- _TASK INSTRUCTIONS_:
[a] In the car parts forum thread, rewrite the passage starting at "In most cases, these" and ending at "going to be.", replacing "Hong Kong" with "Shenzhen".
[b] In the car parts forum thread, why does one poster doubt that any OEM parts are made in China? Answer in one to three sentences.

- _SOURCE DOCUMENT_:
────────────────────────────────────────

In most cases, these parts aren't inferior at all to the OEM manufacturer stamping out these products in China while putting a "Made in Germany" sticker on box. What I'm saying is, these parts that are made in China or made in "Germany" are really being produced in the same manufacturing district in downtown Hong Kong. Until we stop being cheap asses (I'm guilty myself







) and demand U.S. made products, this is how it's going to be. 
Source: I was in the German car parts business for too long and still have many friends slaving away in the industry.


----------



## MJM Autohaus (Oct 20, 2003)

*Re: (Oh_My_VR6)*

Belts: Conti-Tech (German, made in Germany).
Tensioners: Ruville/Ina (German, made in Japan and other countries).
Thermostat: Behr (German, made in Germany).
If you EVER get a timing belt product from us that says "MADE IN CHINA" on it, I want you to RUN (not walk) to your phone and call us immediately.


----------



## BigBlackTiTTy (Sep 25, 2009)

LOL! ... way too funny.. 
japanese can make good parts.. but alot of the electricals are made in japan too. i dont beleive anything OEM is made in china, theres too much quality control issues the volkswagen audi group would have. sure made in asia,, asia is a big @ss continent. but i think china is ruled out.. aftermarket stuff sure,. but not oem .. warrenties would be flying out the window. 
can anyone actually back up that an OEM or even OE supplier have parts made in china ?
goes with the old saying, just because its built for the tt / 1.8t doesnt mean it was meant for it.


_Modified by BigBlackTiTTy at 11:54 PM 1-27-2010_


----------



## A4 1.8 Turbo (Feb 28, 2005)

*Re: (BigBlackTiTTy)*

MJM one of my new favorite places to shop for parts! 
and as far as the japanese making good stuff, just look at the avg life of a honda, 175k miles plus! haha


----------



## BigBlackTiTTy (Sep 25, 2009)

def will be giving them my money too !


----------

────────────────────────────────────────

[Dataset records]
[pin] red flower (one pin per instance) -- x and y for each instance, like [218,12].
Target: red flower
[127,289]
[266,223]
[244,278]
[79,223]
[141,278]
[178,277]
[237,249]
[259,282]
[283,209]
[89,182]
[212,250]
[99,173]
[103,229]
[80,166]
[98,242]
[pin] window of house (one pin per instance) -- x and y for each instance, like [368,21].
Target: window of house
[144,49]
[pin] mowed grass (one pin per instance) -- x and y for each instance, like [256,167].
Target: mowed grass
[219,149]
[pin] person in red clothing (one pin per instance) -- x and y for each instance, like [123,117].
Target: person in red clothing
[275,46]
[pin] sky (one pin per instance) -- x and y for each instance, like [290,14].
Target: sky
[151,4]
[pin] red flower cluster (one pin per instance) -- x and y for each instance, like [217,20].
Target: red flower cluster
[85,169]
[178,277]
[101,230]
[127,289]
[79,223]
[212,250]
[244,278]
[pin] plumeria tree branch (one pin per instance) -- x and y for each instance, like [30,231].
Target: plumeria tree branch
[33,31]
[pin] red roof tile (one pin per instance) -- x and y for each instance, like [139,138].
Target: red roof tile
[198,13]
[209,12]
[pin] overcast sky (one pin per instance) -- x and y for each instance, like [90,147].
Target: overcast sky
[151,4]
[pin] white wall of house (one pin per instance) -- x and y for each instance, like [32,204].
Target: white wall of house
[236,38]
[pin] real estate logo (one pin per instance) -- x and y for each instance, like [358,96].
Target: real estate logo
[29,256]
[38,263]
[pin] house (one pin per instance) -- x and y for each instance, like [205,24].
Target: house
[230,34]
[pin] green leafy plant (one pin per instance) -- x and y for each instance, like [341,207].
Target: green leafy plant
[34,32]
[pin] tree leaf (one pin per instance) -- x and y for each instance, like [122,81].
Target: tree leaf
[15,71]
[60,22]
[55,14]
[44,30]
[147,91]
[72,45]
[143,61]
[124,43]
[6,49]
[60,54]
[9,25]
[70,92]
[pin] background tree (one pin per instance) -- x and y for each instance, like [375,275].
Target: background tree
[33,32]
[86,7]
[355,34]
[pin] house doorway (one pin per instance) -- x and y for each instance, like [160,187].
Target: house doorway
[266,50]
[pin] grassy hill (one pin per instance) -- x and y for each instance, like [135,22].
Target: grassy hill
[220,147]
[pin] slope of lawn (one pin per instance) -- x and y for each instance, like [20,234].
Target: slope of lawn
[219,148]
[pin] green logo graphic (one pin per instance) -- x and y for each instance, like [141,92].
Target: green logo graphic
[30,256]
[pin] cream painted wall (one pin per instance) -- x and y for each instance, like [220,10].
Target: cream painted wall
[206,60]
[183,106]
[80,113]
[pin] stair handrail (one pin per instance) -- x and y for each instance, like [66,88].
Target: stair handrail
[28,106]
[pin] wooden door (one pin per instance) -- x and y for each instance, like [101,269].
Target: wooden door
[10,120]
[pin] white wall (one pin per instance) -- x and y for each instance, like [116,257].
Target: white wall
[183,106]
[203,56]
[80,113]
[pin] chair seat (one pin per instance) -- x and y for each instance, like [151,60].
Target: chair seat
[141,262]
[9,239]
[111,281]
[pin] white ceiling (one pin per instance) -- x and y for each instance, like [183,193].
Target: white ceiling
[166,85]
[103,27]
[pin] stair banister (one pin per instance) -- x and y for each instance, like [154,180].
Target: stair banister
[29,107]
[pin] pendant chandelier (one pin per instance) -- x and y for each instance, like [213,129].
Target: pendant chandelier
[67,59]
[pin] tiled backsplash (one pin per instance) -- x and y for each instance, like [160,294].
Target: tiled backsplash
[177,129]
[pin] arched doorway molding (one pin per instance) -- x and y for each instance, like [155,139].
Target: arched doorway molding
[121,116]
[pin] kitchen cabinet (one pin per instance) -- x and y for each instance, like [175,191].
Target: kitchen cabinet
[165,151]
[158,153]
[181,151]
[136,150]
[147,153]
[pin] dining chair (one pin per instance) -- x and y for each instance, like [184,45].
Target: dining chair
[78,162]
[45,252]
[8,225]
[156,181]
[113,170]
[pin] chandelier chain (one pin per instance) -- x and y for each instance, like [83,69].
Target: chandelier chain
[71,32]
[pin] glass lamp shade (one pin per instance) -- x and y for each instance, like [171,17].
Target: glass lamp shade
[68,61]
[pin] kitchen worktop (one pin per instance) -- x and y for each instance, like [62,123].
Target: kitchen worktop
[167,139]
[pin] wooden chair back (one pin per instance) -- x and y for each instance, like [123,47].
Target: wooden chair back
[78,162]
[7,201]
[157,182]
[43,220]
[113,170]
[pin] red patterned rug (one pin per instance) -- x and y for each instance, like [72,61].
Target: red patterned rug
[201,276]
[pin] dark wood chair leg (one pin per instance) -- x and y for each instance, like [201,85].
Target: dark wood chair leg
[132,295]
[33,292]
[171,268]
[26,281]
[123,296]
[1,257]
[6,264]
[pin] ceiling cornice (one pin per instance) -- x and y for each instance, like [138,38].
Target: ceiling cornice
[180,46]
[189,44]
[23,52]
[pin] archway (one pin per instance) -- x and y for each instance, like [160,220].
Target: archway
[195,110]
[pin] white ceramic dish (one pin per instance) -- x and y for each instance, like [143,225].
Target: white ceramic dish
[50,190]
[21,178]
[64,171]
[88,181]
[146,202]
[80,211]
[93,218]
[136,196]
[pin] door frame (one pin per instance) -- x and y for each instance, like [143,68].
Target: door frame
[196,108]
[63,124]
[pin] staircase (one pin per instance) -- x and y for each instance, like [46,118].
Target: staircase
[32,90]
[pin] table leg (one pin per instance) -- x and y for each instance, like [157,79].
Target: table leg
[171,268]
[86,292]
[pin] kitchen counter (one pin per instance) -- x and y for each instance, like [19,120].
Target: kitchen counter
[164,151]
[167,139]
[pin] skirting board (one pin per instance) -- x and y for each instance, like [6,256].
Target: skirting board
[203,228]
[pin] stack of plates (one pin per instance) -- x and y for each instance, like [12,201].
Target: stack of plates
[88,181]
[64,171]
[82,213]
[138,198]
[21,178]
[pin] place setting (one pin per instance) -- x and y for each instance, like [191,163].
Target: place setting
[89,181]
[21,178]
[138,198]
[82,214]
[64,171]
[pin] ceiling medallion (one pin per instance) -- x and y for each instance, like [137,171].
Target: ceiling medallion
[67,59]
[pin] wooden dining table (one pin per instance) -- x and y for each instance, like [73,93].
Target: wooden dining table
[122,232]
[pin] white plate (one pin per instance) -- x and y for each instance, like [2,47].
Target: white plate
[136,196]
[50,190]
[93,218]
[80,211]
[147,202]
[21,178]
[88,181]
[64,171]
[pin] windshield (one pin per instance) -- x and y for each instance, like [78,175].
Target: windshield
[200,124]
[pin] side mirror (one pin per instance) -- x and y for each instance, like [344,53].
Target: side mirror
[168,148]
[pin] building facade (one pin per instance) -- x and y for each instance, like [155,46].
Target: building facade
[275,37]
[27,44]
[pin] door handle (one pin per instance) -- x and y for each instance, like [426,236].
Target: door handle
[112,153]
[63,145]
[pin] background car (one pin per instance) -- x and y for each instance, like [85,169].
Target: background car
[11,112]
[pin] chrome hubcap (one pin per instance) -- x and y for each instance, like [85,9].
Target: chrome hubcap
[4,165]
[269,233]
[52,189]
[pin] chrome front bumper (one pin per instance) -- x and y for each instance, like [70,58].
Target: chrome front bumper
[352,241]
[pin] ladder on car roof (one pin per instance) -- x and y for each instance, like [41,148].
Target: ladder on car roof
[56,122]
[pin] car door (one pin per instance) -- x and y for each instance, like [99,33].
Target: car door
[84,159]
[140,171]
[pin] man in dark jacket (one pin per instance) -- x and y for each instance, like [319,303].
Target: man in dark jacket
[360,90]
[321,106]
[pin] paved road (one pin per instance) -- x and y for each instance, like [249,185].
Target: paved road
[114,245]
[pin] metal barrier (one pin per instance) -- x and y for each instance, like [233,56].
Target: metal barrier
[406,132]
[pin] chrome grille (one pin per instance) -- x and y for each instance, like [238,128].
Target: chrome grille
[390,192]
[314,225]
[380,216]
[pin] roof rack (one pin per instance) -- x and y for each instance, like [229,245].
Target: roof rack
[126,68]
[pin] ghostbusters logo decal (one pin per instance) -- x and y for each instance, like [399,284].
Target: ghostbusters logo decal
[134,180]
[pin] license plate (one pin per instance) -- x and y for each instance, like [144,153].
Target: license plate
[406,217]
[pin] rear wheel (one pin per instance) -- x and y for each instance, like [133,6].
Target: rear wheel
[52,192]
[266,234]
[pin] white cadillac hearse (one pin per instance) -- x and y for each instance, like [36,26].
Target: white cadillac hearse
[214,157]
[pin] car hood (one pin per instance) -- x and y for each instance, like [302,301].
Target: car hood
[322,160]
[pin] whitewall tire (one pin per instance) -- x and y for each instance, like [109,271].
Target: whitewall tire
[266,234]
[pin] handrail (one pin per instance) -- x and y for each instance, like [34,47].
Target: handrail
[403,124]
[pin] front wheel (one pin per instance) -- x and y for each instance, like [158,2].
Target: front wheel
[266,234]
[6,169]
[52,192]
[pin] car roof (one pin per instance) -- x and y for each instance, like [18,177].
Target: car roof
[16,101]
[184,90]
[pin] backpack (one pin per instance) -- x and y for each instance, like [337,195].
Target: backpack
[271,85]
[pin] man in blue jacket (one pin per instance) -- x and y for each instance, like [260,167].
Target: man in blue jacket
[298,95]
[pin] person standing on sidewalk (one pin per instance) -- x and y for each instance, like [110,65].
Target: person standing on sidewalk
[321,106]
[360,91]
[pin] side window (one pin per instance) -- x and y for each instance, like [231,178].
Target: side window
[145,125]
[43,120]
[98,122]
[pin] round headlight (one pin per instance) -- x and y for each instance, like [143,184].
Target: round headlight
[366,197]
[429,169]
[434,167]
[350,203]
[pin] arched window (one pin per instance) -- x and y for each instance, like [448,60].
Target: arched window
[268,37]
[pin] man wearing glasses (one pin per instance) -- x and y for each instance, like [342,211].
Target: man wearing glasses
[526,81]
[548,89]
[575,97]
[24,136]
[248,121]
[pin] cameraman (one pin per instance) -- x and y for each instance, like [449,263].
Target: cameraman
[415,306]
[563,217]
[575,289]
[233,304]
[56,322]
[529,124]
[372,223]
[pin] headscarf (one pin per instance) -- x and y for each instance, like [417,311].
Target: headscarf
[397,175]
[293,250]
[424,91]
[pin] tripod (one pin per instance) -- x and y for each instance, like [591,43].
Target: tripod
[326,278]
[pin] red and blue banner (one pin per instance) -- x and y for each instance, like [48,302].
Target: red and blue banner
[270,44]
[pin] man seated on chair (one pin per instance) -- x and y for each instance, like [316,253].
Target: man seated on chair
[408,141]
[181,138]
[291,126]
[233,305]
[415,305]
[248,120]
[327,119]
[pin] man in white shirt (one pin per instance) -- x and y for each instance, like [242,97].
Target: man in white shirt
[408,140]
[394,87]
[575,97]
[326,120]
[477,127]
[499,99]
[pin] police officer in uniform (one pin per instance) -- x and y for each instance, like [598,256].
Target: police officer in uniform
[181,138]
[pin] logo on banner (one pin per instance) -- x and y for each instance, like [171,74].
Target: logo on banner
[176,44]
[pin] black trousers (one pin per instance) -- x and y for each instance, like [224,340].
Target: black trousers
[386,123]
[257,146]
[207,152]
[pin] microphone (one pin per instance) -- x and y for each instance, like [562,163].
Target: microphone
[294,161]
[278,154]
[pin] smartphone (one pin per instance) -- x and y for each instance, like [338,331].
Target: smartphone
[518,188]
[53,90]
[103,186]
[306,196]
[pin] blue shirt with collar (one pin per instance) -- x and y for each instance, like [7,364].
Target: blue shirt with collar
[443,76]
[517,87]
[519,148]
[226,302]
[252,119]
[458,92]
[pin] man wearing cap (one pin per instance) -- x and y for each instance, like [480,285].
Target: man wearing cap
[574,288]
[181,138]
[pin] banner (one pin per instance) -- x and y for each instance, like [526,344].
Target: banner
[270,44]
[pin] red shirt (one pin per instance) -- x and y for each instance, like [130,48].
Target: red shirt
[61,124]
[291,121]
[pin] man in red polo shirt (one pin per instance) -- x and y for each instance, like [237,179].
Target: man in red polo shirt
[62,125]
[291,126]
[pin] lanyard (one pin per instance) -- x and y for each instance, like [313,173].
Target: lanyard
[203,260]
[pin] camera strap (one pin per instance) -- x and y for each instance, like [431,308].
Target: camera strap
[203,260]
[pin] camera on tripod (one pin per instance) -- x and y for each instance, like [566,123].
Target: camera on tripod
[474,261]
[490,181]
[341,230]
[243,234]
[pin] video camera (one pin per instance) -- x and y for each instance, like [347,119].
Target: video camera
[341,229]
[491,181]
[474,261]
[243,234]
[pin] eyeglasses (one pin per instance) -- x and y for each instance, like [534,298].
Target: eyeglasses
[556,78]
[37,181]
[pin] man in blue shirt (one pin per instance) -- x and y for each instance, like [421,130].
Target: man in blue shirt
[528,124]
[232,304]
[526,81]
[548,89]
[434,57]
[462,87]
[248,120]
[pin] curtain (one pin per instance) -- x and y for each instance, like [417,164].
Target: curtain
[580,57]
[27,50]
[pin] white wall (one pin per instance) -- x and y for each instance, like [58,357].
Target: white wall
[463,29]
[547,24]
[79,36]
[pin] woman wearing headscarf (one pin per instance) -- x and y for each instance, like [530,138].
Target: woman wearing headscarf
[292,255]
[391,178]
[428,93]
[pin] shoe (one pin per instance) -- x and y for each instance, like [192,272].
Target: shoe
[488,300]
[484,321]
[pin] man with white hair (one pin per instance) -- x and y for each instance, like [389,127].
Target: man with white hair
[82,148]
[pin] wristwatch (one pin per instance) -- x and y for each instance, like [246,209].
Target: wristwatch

────────────────────────────────────────

- _ANSWERS PER TASK_:
[a]
In most cases, these parts aren't inferior at all to the OEM manufacturer stamping out these products in China while putting a "Made in Germany" sticker on box. What I'm saying is, these parts that are made in China or made in "Germany" are really being produced in the same manufacturing district in downtown Shenzhen. Until we stop being cheap asses (I'm guilty myself







) and demand U.S. made products, this is how it's going to be.

[b] The poster believes the Volkswagen Audi group would have too many quality control issues with OEM parts made in China. The poster also says warranties would be flying out the window. Aftermarket parts might come from China, but the poster rules it out for OEM.